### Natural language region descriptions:
════

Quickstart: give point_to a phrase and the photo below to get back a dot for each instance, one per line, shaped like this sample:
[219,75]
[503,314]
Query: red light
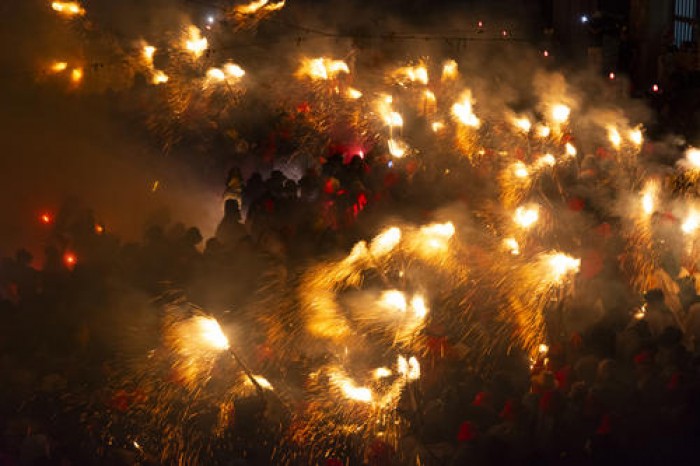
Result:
[70,260]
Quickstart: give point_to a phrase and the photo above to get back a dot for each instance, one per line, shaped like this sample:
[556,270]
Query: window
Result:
[685,15]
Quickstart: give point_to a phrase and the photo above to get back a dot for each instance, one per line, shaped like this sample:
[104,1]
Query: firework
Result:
[194,42]
[321,68]
[522,123]
[411,74]
[614,136]
[58,66]
[449,70]
[254,7]
[68,9]
[462,110]
[526,216]
[560,113]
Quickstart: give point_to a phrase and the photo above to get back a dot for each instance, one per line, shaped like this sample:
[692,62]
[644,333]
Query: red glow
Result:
[70,260]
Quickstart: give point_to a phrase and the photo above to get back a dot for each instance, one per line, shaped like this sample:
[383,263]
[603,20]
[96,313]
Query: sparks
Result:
[614,136]
[59,66]
[159,77]
[394,119]
[437,126]
[692,156]
[385,242]
[233,70]
[636,136]
[420,310]
[322,68]
[70,259]
[210,334]
[394,300]
[410,369]
[194,42]
[148,53]
[691,223]
[68,8]
[649,197]
[523,124]
[463,110]
[560,113]
[254,7]
[382,372]
[418,73]
[562,265]
[520,170]
[350,389]
[543,131]
[76,75]
[353,93]
[526,217]
[216,74]
[511,244]
[449,70]
[46,218]
[397,148]
[547,160]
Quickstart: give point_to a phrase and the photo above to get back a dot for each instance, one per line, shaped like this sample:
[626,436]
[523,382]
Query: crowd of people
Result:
[625,390]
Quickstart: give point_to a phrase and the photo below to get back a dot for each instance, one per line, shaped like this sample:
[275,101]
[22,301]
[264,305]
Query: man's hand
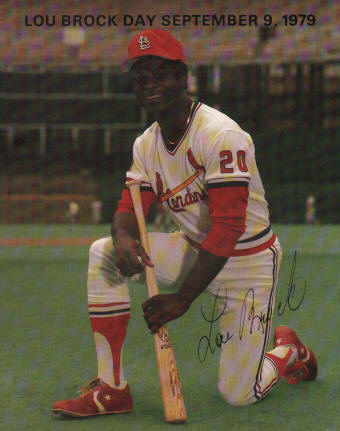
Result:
[160,309]
[131,257]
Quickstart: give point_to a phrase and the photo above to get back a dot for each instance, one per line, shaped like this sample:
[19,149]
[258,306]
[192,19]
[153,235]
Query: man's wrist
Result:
[186,296]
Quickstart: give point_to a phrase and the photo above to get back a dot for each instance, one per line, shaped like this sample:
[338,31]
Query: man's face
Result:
[157,86]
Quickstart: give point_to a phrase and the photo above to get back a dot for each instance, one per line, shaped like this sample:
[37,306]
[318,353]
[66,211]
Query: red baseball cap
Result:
[153,42]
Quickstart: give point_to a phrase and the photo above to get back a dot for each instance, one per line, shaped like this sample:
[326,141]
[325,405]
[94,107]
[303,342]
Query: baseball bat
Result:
[173,402]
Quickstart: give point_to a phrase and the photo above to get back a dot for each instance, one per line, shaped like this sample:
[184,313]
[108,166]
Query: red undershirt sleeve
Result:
[227,208]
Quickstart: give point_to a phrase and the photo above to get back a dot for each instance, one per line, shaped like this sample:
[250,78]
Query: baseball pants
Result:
[242,295]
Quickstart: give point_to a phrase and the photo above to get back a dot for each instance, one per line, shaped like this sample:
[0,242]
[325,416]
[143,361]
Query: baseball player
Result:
[200,165]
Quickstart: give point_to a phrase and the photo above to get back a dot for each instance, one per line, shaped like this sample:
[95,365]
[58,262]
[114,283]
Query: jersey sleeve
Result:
[137,172]
[227,178]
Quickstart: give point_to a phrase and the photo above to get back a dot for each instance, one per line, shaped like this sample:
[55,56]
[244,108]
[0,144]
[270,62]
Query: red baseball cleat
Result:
[306,366]
[97,398]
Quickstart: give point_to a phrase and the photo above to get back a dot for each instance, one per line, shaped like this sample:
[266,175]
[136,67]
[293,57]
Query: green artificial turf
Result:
[48,351]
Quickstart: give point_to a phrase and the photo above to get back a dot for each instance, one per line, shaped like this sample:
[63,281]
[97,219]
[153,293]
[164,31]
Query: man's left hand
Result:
[160,309]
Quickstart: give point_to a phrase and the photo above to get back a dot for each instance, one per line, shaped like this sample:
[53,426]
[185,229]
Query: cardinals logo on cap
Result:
[144,42]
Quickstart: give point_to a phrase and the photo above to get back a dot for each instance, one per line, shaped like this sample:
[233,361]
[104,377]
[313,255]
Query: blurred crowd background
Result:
[68,116]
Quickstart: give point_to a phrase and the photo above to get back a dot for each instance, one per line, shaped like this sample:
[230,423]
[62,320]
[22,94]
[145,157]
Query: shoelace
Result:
[90,386]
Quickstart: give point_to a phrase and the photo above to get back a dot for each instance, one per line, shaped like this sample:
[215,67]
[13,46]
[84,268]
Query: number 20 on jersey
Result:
[227,159]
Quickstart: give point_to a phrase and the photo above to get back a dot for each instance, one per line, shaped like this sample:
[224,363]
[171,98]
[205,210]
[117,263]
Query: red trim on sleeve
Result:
[227,208]
[125,203]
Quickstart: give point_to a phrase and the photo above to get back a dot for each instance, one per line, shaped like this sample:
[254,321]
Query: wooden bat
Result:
[173,402]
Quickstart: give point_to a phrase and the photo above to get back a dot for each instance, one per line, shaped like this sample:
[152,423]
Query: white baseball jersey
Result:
[213,152]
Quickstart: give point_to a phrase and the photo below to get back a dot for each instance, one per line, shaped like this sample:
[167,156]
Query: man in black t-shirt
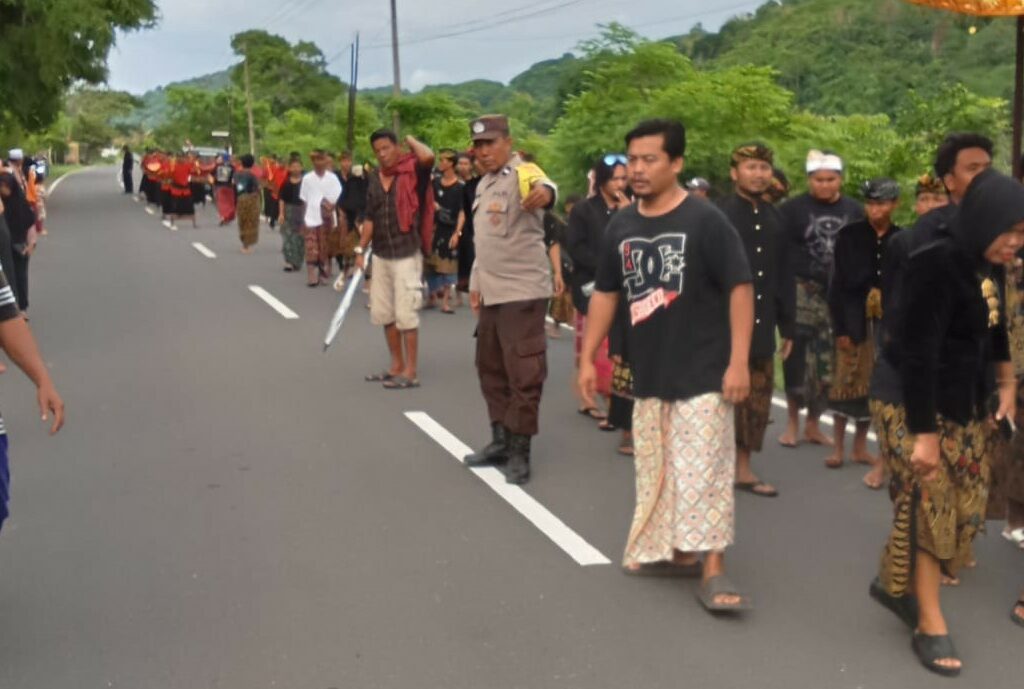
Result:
[683,272]
[813,221]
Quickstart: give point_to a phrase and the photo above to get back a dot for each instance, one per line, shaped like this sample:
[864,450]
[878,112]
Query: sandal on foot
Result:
[400,383]
[1018,618]
[757,487]
[931,649]
[668,568]
[720,586]
[904,607]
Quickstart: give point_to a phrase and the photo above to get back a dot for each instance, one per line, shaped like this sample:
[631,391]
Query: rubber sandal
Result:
[929,649]
[904,607]
[752,487]
[668,569]
[720,586]
[400,383]
[1017,619]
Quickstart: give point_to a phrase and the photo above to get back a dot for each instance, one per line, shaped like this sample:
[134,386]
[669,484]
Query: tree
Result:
[47,45]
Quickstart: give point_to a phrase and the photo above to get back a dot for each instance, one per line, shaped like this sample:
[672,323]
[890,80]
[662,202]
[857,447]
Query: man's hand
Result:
[785,349]
[50,402]
[736,383]
[588,383]
[540,197]
[925,460]
[559,285]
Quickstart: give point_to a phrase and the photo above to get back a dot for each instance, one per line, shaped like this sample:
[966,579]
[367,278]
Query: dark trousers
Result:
[20,282]
[511,360]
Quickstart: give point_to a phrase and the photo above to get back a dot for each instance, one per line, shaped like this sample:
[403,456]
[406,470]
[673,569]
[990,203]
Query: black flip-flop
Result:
[400,383]
[929,649]
[668,569]
[1017,619]
[752,487]
[904,607]
[720,586]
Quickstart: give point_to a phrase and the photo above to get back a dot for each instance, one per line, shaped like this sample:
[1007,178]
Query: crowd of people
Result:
[682,301]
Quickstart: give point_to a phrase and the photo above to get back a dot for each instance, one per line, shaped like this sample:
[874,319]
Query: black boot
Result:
[496,453]
[517,471]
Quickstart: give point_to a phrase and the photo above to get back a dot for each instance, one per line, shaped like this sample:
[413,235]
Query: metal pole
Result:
[396,87]
[352,88]
[249,109]
[1019,100]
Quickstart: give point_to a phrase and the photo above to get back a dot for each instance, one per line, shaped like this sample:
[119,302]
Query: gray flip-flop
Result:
[691,570]
[720,586]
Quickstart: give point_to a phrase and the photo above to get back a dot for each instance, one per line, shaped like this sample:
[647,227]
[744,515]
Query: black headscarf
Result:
[992,205]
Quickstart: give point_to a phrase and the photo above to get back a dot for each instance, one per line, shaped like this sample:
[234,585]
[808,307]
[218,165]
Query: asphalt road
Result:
[228,507]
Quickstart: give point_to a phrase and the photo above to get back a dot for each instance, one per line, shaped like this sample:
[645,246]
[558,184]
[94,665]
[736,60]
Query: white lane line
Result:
[273,302]
[826,420]
[553,527]
[201,248]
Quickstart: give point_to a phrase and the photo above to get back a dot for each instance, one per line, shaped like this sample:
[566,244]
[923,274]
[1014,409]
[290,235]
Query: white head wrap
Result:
[817,161]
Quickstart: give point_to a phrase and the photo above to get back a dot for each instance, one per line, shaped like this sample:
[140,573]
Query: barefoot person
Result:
[399,222]
[509,288]
[948,328]
[855,305]
[813,221]
[690,354]
[761,229]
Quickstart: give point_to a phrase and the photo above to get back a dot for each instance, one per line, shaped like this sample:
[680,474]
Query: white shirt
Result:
[314,190]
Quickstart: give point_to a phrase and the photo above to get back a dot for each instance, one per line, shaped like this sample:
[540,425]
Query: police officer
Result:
[509,287]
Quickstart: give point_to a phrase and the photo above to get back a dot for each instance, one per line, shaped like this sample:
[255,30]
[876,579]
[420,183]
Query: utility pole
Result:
[396,88]
[352,88]
[249,106]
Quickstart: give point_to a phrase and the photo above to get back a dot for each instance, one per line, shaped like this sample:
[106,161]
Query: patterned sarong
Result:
[940,517]
[754,413]
[685,465]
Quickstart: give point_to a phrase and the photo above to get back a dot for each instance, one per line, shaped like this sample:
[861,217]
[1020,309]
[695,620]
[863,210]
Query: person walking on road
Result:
[767,246]
[247,204]
[320,191]
[510,286]
[690,354]
[399,222]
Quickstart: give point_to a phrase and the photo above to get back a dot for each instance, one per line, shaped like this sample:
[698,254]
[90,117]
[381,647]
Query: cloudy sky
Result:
[442,40]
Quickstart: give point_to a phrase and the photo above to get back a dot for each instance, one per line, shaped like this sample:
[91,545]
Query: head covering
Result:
[929,184]
[818,161]
[755,151]
[488,128]
[992,205]
[881,188]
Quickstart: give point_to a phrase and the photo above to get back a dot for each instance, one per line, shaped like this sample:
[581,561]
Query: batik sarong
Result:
[754,413]
[942,516]
[248,210]
[808,370]
[293,244]
[684,455]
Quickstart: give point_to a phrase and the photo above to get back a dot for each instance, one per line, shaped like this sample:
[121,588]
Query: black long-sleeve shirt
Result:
[584,241]
[857,269]
[763,233]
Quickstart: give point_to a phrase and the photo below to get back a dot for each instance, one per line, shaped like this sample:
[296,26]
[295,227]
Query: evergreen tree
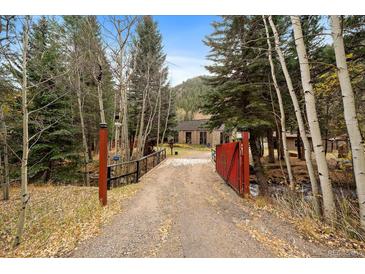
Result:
[49,109]
[240,71]
[148,82]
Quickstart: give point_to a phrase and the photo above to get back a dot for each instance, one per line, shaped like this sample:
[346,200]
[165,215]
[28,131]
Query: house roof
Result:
[195,125]
[291,135]
[192,125]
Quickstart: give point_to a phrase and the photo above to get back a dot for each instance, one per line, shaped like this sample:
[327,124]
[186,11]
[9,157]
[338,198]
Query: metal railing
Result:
[132,171]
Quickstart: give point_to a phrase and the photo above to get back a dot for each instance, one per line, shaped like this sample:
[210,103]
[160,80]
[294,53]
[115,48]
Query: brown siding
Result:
[212,138]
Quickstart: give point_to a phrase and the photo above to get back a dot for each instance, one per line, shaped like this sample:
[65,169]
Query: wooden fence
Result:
[132,171]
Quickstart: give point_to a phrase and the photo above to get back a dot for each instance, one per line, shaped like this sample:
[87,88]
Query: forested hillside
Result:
[61,78]
[190,95]
[279,73]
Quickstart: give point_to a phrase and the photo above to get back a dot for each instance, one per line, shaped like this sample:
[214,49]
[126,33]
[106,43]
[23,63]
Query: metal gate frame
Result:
[233,164]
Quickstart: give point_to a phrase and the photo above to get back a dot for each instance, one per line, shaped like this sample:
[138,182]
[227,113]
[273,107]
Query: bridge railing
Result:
[132,171]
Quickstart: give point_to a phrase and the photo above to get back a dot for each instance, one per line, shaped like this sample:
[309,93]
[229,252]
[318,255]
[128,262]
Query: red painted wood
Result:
[246,163]
[232,164]
[103,163]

════

### TASK DIRECTIONS:
Scan the records for the word "flop". Copy each line where it turns up.

### EXERCISE SOLUTION:
Query: black flip-flop
Query: gray flip-flop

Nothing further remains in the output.